## Exercise:
From the text below on general and administrative expenses, list every charge Rumsey deleted in its adjusted proposal, with the dollar amount of each.

── Supplied text

The charge of $1,760.32 for dies, jigs, etc. is allowed.

In computing the amount of general and administrative expenses, we find wide difference in the burden rates as used by the parties. Rumsey’s burden rate was 256.-11% in its original computation, but this was reduced to 153.45% in its adjusted proposal. The inspector’s rate was 95.37%. This difference results from the non-acceptance of $113,602.14 of Rumsey’s claim for administrative charges, together with the fact that the period used by Rumsey and the inspector to establish overhead rates differed, one being from July 1 to September 30, 1945, and the other from May 1 to September 30, 1945. In the 'adjusted proposal Rumsey deleted charge for experience and development, $30,005; bad debts, $20,125.19; selling expense, $15,115; and financing fees, $7,309.29. The original charge for general and administrative expenses was $39,554.04. This was reduced to $23,699.66. The cost inspector recommended $13,116.48.

The general and administrative items of charges include many which are not allowable and were not allowed by the cost inspector. The larger items not acceptable are for salaries, legal fees, telephone and telegraph, travel expenses, automobile operation, general expense, experiment and development, bad debts, fiscal fees and selling expense. As to the charge for accountants’ fees, it is to be said that this had been charged in other related settlement proposals. Rumsey was working on subcontracts for Packard and Chrysler and Baldwin Locomotive during most of the period that Rumsey was operating under Hoffman. The-travel expense has been reduced 75% because this was used by Rumsey’s auditor in determining the rate applicable to work performed under another terminated subcontract. A fifth percent of the automobile charges only was acceptable to the inspector, because that was the amount charged in the proposed Packard settlement. The general and administrative expense, as submitted, contained a contingent amount of $10,000, and obviously this was not allowable. The fiscal fees were on account of services in procuring a loan in 1941, and the inspector allowed a proportionate charge, or one-fifth, inclusive. Other items including experiment and development have been withdrawn by the plaintiffs, aggregating $45,-000.

────
── Dataset rows

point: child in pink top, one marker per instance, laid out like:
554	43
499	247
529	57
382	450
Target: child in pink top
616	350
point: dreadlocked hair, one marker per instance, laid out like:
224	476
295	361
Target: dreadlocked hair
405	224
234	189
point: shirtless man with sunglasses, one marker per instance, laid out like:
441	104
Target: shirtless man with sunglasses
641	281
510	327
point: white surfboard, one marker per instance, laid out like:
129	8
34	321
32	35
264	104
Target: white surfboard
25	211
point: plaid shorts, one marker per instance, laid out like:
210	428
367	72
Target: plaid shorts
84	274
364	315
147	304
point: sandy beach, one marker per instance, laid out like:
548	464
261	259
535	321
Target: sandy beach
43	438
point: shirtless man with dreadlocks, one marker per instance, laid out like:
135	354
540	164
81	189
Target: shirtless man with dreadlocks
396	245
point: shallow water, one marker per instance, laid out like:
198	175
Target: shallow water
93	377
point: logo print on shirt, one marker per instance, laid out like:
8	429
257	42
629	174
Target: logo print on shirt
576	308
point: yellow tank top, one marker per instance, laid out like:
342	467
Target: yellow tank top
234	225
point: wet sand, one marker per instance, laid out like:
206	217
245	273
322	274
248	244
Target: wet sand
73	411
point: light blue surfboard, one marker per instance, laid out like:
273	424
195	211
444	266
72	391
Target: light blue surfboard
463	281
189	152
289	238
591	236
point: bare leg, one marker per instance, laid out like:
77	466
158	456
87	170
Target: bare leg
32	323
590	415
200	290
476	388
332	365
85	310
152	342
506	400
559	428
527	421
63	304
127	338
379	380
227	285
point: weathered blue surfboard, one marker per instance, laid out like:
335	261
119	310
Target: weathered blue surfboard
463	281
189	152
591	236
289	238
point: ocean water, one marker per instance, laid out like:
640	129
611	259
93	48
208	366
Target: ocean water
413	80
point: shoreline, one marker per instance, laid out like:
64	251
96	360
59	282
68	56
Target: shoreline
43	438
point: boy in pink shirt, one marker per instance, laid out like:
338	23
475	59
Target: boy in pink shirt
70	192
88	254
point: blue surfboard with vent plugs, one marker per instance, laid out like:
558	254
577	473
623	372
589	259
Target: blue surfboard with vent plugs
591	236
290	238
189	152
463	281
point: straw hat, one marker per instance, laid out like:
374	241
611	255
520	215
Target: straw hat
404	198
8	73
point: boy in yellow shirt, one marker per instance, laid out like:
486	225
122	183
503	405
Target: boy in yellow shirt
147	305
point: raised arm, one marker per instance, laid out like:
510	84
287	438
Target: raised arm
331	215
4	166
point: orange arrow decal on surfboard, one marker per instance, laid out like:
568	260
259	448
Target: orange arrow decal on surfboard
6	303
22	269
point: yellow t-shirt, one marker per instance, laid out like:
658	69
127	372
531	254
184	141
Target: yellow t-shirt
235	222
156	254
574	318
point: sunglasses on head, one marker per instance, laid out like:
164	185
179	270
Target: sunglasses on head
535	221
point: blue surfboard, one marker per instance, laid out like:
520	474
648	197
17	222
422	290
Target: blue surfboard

────

## Reply to the exercise:
- Experience and development: $30,005
- Bad debts: $20,125.19
- Selling expense: $15,115
- Financing fees: $7,309.29